-- Request --
Copy out all of the material exactly as presented.

* begin Data excerpts *

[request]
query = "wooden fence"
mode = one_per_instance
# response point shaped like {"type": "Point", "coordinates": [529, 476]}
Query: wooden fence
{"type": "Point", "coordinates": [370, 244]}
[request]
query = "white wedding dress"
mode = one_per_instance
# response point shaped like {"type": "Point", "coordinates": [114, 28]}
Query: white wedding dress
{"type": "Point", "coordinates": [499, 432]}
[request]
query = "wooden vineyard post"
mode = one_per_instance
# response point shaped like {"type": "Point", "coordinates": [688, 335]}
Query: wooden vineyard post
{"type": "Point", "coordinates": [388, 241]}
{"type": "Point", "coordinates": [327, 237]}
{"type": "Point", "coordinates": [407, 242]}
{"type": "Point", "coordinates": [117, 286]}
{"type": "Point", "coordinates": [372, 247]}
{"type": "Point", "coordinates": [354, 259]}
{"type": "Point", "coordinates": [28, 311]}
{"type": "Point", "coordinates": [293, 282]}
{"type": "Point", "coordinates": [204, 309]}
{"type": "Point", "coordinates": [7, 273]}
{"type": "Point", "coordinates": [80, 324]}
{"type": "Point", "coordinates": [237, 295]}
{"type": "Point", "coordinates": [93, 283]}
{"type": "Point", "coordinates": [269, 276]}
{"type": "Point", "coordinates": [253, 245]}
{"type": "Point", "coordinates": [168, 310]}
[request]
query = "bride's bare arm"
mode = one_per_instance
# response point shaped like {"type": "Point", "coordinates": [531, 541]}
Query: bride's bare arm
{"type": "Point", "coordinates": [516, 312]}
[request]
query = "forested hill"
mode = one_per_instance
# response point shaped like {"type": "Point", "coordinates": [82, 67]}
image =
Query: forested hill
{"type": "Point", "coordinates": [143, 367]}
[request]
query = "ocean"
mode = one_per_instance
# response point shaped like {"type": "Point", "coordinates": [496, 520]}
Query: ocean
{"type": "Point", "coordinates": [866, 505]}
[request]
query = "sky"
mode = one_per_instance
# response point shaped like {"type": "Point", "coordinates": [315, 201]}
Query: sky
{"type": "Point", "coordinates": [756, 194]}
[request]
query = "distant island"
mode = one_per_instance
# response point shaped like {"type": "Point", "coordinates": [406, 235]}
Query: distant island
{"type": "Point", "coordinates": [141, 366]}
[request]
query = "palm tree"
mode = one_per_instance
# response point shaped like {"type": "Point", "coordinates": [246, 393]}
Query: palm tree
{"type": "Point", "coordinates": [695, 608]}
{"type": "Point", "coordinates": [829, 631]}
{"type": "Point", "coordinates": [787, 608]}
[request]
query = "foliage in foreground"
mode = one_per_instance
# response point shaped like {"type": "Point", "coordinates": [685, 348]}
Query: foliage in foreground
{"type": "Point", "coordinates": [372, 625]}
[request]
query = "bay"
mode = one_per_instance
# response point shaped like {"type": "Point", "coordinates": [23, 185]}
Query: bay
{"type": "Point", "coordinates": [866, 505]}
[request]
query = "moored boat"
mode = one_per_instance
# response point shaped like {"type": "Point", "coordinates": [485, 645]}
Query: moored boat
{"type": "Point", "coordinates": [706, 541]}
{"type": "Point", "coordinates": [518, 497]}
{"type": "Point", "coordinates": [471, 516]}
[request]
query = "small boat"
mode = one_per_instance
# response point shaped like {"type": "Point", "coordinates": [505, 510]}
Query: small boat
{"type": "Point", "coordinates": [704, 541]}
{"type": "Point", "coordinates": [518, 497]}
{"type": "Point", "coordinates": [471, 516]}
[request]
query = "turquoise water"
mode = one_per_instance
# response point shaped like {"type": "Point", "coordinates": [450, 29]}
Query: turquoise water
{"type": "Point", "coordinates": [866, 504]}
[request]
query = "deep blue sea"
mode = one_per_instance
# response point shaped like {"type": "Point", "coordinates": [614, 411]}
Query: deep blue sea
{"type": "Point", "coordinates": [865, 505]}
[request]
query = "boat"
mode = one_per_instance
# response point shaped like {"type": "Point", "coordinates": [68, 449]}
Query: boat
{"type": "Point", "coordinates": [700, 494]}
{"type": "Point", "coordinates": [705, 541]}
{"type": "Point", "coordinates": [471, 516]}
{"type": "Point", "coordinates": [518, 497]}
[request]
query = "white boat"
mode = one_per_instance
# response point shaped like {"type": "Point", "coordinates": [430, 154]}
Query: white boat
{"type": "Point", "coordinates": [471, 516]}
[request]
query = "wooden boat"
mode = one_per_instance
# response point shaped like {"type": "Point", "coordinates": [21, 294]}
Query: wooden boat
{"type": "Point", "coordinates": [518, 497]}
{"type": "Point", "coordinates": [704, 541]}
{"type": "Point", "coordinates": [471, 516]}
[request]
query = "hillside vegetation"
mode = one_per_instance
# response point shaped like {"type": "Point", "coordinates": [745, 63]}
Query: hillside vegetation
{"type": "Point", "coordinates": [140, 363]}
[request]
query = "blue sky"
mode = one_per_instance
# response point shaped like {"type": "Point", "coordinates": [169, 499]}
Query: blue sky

* end Data excerpts *

-- Answer to this problem --
[request]
query = "wooden fence"
mode = one_per_instance
# response point shaped like {"type": "Point", "coordinates": [529, 476]}
Query: wooden fence
{"type": "Point", "coordinates": [370, 244]}
[request]
query = "white wedding dress"
mode = one_per_instance
# response point shaped like {"type": "Point", "coordinates": [114, 28]}
Query: white wedding dress
{"type": "Point", "coordinates": [499, 432]}
[request]
query = "wooden vineyard post"
mode = one_per_instance
# response point shaped like {"type": "Point", "coordinates": [688, 335]}
Query: wooden vineyard post
{"type": "Point", "coordinates": [388, 241]}
{"type": "Point", "coordinates": [327, 237]}
{"type": "Point", "coordinates": [407, 242]}
{"type": "Point", "coordinates": [117, 286]}
{"type": "Point", "coordinates": [372, 247]}
{"type": "Point", "coordinates": [354, 259]}
{"type": "Point", "coordinates": [28, 311]}
{"type": "Point", "coordinates": [293, 282]}
{"type": "Point", "coordinates": [204, 309]}
{"type": "Point", "coordinates": [7, 273]}
{"type": "Point", "coordinates": [80, 324]}
{"type": "Point", "coordinates": [237, 295]}
{"type": "Point", "coordinates": [93, 283]}
{"type": "Point", "coordinates": [269, 276]}
{"type": "Point", "coordinates": [253, 245]}
{"type": "Point", "coordinates": [168, 310]}
[request]
query = "bride's bare arm"
mode = one_per_instance
# response point shaped like {"type": "Point", "coordinates": [531, 541]}
Query: bride's bare arm
{"type": "Point", "coordinates": [516, 312]}
[request]
query = "forested hill"
mode = one_per_instance
# response point shaped like {"type": "Point", "coordinates": [82, 67]}
image =
Query: forested hill
{"type": "Point", "coordinates": [143, 367]}
[request]
query = "ocean"
mode = one_per_instance
# response point shaped like {"type": "Point", "coordinates": [496, 520]}
Query: ocean
{"type": "Point", "coordinates": [866, 505]}
[request]
query = "sky"
mode = one_per_instance
# response point shaped like {"type": "Point", "coordinates": [315, 201]}
Query: sky
{"type": "Point", "coordinates": [756, 194]}
[request]
query = "distant island"
mode = one_per_instance
# response point shaped like {"type": "Point", "coordinates": [406, 235]}
Query: distant island
{"type": "Point", "coordinates": [141, 366]}
[request]
query = "palm tree"
mode = one_per_instance
# response point shaped like {"type": "Point", "coordinates": [246, 393]}
Query: palm tree
{"type": "Point", "coordinates": [695, 608]}
{"type": "Point", "coordinates": [829, 631]}
{"type": "Point", "coordinates": [787, 608]}
[request]
query = "foliage in foreground"
mode = one_per_instance
# response point shaped like {"type": "Point", "coordinates": [685, 348]}
Query: foliage in foreground
{"type": "Point", "coordinates": [372, 625]}
[request]
query = "bay"
mode = one_per_instance
# response point shaped like {"type": "Point", "coordinates": [23, 185]}
Query: bay
{"type": "Point", "coordinates": [866, 505]}
[request]
query = "moored boat"
mode = one_per_instance
# response point shaped like {"type": "Point", "coordinates": [485, 645]}
Query: moored boat
{"type": "Point", "coordinates": [706, 541]}
{"type": "Point", "coordinates": [518, 497]}
{"type": "Point", "coordinates": [471, 516]}
[request]
query = "small boat"
mode = one_per_instance
# response point shaped like {"type": "Point", "coordinates": [505, 510]}
Query: small boat
{"type": "Point", "coordinates": [704, 541]}
{"type": "Point", "coordinates": [518, 497]}
{"type": "Point", "coordinates": [471, 516]}
[request]
query = "turquoise water"
mode = one_per_instance
# response point shaped like {"type": "Point", "coordinates": [450, 29]}
Query: turquoise water
{"type": "Point", "coordinates": [866, 504]}
[request]
query = "deep blue sea"
mode = one_per_instance
# response point shaped like {"type": "Point", "coordinates": [614, 411]}
Query: deep blue sea
{"type": "Point", "coordinates": [865, 505]}
[request]
query = "boat"
mode = one_per_instance
# response point shaped like {"type": "Point", "coordinates": [68, 449]}
Query: boat
{"type": "Point", "coordinates": [700, 494]}
{"type": "Point", "coordinates": [705, 541]}
{"type": "Point", "coordinates": [471, 516]}
{"type": "Point", "coordinates": [518, 497]}
[request]
query = "white boat"
mode = one_per_instance
# response point shaped like {"type": "Point", "coordinates": [430, 154]}
Query: white boat
{"type": "Point", "coordinates": [471, 516]}
[request]
query = "wooden boat"
mode = one_per_instance
# response point shaped like {"type": "Point", "coordinates": [21, 294]}
Query: wooden boat
{"type": "Point", "coordinates": [518, 497]}
{"type": "Point", "coordinates": [704, 541]}
{"type": "Point", "coordinates": [471, 516]}
[request]
query = "hillside vegetation"
mode = one_per_instance
# response point shaped like {"type": "Point", "coordinates": [745, 63]}
Query: hillside vegetation
{"type": "Point", "coordinates": [140, 363]}
[request]
query = "blue sky"
mode = one_per_instance
# response point shaped like {"type": "Point", "coordinates": [169, 499]}
Query: blue sky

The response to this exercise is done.